§ Selected passage:
:::

Sangatsu no Lion Medley - Original Soundtracks on Piano
Автор: Mad Piano Life
Загружено: 2021-05-08
Просмотров: 4065
Sangatsu no Lion, or March Comes in Like a Lion, is an anime I stumbled upon just slightly over a year ago. It swept in like a storm and stole my heart, the show a Hina to my Rei. My favorite anime of all time, Sangatsu no Lion is a slice of life written by Umino Chica that can only be best described as the poetry of life. A stroke of laugther, the depth of warmth and kindness, the willpower of spirit, the despair of adversity, the sadness of loss, and the strength of the heart. The orchestration of the show and the wisdom Umino Chica crammed into the story is unbelievable. This anime is a true modern gem that made me a little wiser and so so thankful for the human life I have been given.
Lastly, this arrangement is in tribute to my deceased grandparents. I tell the story of my memories with them below, and the thoughts behind my composition and each movement.
Strategy (0:00)
My conception coming into this world. Apparently it was my grandmother who gave me my first baths and my first few fights and resistances. I knew my experiences with her would be an adventure and memory I will always look forward to as she helps nurtures me into this world. My grandpa would also silently babysit me at times, and overall the exciting, mysterious, what's-to-come feeling felt like a right fit to start this stage of my memories. When arranging this piece, I felt the need to capture that excitement and energy with a mix of staccatos, jumps, and something I kinda wanna call 'soft agitato' techniques.

:::

§ Set task 1: Return the part of the piano medley description starting at "Sangatsu no Lion Medley" and ending at "have been given.".
§ Set task 2: Who wrote Sangatsu no Lion, according to the piano medley description?
§ Set task 3: Continue the piano medley description from its last sentence.
The lines that come next have no connection to the piano medley description.

§ Given information:
:::

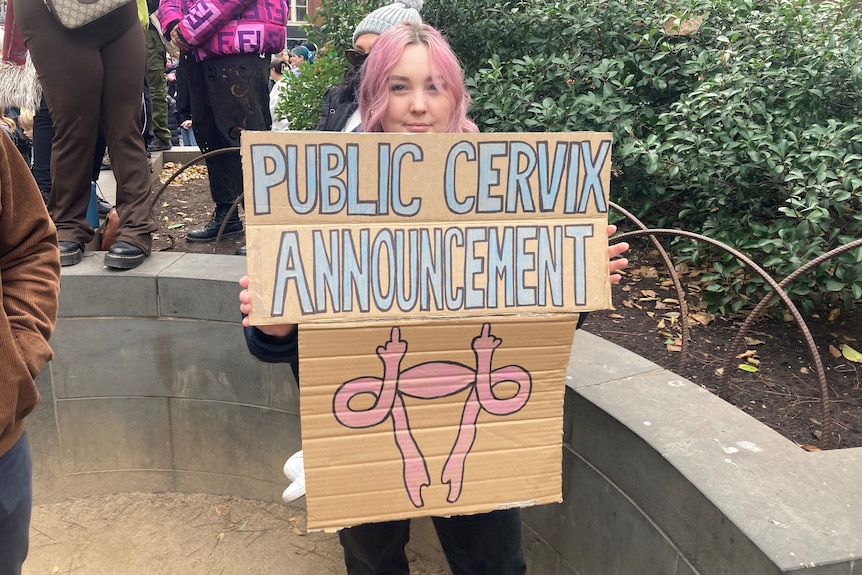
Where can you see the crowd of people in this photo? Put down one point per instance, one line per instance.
(93, 84)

:::

§ Final answer 1:
Sangatsu no Lion Medley - Original Soundtracks on Piano
Автор: Mad Piano Life
Загружено: 2021-05-08
Просмотров: 4065
Sangatsu no Lion, or March Comes in Like a Lion, is an anime I stumbled upon just slightly over a year ago. It swept in like a storm and stole my heart, the show a Hina to my Rei. My favorite anime of all time, Sangatsu no Lion is a slice of life written by Umino Chica that can only be best described as the poetry of life. A stroke of laugther, the depth of warmth and kindness, the willpower of spirit, the despair of adversity, the sadness of loss, and the strength of the heart. The orchestration of the show and the wisdom Umino Chica crammed into the story is unbelievable. This anime is a true modern gem that made me a little wiser and so so thankful for the human life I have been given.

§ Final answer 2: Umino Chica

§ Final answer 3:
Through /通じた (1:43)
The feeling of warmth is what this song represents to me. My early days with my grandpa and granny, them telling me to eat and changing my clothes for the resisting bastard that was walking baby me. But they were happy times. Both my grandma and my grandpa were still healthy. And it was a time I wish I could go back to once more. Arranging this, I wanted to capture a homely and warming feeling, to show how happy I felt then and my understanding of it now.
Supper / 夕げ (4:09)
The good times are still there, but the relaxing mood with a tinge of sadness reminds me that these times are times I have taken for granted. In the anime, this variation of supper plays when Hina realizes the weight of each of her Grandfather's mochis, his decision to wake up every morning to support her decision and happiness in attending her school of choice. As I write this, I had wished I knew back then what my grandparents did for me through all their sacrifices. I have taken for granted so many things in my life and the recollection of these memories segue into the constitution of my grievances. Arranging this, I wanted to stick extremely faithfully to the variation and played the episode with the soundtrack over and over again.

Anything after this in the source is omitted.